--- Task input Enclosed Below ---
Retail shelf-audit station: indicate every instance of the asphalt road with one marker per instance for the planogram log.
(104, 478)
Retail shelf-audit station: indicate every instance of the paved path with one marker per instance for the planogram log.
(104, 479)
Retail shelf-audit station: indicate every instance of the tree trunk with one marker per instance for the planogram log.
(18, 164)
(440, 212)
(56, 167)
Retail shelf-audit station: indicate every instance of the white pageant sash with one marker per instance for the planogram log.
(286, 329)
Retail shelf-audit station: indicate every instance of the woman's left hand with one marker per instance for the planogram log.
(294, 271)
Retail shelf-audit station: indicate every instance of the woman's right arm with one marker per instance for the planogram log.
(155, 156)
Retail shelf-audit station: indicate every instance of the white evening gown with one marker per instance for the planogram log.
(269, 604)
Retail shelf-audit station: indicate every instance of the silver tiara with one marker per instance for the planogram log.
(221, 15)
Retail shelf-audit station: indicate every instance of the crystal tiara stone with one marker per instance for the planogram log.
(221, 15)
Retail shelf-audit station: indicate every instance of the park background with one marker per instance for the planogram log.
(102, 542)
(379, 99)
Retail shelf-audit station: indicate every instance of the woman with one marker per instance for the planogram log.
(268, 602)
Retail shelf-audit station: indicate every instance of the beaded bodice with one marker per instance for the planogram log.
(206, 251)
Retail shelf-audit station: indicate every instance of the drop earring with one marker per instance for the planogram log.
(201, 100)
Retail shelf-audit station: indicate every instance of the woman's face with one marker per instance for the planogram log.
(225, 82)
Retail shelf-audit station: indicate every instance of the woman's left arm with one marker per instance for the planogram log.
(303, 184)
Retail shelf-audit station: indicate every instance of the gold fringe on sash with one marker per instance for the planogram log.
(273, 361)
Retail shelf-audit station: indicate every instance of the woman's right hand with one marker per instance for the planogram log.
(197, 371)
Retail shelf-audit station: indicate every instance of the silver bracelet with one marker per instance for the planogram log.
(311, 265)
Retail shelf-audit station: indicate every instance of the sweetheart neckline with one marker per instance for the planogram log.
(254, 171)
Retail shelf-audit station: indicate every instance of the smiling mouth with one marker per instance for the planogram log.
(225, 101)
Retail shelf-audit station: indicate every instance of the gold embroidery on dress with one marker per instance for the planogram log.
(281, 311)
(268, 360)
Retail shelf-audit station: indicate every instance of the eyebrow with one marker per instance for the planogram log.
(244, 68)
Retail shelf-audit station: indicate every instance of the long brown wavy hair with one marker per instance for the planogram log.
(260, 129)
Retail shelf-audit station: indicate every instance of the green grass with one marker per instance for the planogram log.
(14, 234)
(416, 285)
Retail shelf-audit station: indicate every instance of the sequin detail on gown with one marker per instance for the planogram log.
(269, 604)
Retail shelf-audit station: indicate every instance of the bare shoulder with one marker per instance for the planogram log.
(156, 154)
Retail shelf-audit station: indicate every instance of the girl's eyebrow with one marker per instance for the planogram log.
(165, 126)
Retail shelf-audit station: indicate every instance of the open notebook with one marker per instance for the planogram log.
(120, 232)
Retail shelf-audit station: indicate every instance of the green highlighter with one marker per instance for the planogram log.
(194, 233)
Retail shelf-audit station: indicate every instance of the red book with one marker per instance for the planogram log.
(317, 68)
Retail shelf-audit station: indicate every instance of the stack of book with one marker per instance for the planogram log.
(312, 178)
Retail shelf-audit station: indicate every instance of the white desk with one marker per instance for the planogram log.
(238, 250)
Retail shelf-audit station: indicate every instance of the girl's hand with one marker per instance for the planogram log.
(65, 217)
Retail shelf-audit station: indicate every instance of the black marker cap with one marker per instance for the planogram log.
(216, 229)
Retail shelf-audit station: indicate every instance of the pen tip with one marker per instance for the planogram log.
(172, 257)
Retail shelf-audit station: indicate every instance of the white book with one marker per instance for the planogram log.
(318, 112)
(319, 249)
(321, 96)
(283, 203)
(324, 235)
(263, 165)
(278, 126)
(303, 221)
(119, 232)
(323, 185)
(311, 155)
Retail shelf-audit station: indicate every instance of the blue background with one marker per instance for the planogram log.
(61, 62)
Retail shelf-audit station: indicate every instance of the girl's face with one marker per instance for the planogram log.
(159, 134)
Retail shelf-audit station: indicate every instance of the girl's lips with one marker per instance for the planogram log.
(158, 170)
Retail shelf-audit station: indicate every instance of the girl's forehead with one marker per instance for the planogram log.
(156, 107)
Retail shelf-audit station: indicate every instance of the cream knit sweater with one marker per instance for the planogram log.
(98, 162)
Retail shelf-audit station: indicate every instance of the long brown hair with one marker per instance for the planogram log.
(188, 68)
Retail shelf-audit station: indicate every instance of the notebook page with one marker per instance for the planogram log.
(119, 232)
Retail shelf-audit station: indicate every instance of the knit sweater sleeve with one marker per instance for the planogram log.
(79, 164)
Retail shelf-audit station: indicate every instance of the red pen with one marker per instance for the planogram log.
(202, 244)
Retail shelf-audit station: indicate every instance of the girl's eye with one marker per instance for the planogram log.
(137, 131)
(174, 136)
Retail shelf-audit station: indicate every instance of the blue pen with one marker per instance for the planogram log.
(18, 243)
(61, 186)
--- End of Enclosed Task input ---
What to do | Your task is to transcribe exactly the lines from the one with "girl's eye with" through the end of the data, both included, and nothing besides.

Reply |
Retail shelf-audit station: indicate every instance of the girl's eye with one marker per instance for the planogram log.
(137, 131)
(174, 136)
Retail shelf-audit station: indicate every instance of the blue pen with one marker per instance for the planogram log.
(18, 243)
(61, 186)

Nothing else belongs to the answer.